▸ **Alıntı Metin**

Ekleme Tarihi: 26 Ağustos 2025 -Salı

Türk’ün Ufku Karada Bitmez! Mavi Vatan

Güneşin denizle örtüştüğü ufuk çizgisi, yalnızca maviliklerle sınırlı değildir bizim için. Her damlasında tarih, her dalgasında egemenlik yatan bu denizler, Türk milletinin kader defterinde yaldızlı harflerle yazılmış birer emanet gibidir. Ve bu emanetin adı, bugün bir doktrin olarak zihinlere kazınmış, gönüllerde vatan sevgisinin denizlerle harmanlandığı bir ülküye dönüşmüştür.

Son zamanlarda, heyecanla beklediğim etkinliklerin başında gelen Teknofest yerini almaktadır. Ağustos ayların sonunda ki teması, bir milletin asırlardır süregelen denizle bağını yeniden canlandırır nitelikte: Mavi Vatan... Sadece bir festival değil bu; aynı zamanda geçmişle gelecek arasında bir köprü, denizle millet arasında kurulan sarsılmaz bir bağdır.

▸ **Yönerge**
Yukarıdaki Mavi Vatan ve Teknofest konulu metni, son cümlesinden sonra gelecek biçimde lütfen sürdürün.

▸ **Veriler**
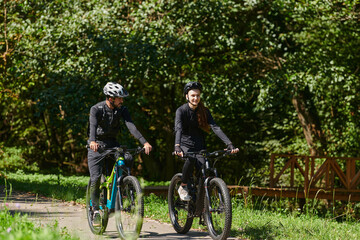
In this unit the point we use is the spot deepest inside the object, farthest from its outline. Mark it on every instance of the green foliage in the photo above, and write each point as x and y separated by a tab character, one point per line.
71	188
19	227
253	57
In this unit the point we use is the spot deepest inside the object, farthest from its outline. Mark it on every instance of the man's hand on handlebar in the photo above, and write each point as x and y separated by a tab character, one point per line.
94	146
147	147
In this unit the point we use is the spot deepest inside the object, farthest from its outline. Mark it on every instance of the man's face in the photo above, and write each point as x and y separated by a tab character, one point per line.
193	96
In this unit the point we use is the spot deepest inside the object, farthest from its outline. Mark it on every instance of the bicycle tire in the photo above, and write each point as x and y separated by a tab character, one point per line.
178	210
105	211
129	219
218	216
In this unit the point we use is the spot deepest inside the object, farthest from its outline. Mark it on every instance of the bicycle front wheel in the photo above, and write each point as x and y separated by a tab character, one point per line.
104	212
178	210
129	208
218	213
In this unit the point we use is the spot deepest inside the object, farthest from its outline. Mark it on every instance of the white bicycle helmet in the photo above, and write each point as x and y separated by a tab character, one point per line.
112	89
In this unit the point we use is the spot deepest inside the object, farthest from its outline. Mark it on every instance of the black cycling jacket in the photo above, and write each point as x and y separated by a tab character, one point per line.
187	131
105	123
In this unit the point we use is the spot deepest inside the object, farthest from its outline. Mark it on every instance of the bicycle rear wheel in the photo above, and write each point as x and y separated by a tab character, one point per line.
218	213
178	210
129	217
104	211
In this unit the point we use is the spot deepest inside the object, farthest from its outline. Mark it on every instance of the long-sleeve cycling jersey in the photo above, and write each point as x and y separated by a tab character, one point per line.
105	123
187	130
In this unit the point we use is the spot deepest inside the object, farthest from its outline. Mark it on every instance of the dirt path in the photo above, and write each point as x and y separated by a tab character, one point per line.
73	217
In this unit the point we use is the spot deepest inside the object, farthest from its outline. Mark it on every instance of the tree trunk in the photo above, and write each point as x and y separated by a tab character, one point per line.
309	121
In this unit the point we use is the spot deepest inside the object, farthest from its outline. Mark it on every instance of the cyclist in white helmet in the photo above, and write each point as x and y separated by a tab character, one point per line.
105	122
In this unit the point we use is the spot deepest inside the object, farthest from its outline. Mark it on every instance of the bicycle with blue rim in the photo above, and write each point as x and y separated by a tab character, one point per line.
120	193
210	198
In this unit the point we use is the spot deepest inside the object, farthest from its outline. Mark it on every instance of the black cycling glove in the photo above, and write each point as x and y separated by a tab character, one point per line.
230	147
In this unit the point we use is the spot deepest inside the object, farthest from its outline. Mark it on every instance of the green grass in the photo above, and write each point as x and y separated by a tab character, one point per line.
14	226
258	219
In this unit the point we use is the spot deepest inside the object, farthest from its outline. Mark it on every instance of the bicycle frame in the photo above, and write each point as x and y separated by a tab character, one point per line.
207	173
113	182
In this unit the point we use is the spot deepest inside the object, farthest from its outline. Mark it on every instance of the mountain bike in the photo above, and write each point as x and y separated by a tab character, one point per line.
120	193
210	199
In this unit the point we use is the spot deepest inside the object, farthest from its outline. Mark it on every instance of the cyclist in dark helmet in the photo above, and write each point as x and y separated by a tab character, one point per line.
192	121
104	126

▸ **Yanıt**
Türkiye’nin üç yanını saran Karadeniz’in serinliği, Ege'nin dalgalarıyla kıyıya fısıldadığı destanlar, Akdeniz’in sonsuz ufku... Bu enginliklerde sadece su değil, şehit kanlarıyla yazılmış tarih, mücadeleyle kazanılmış haklar ve milletin iradesi yatar. "Mavi Vatan" işte bu kutsal mirasın çağdaş bir yansıması, denizlerdeki bağımsızlık meşalesidir.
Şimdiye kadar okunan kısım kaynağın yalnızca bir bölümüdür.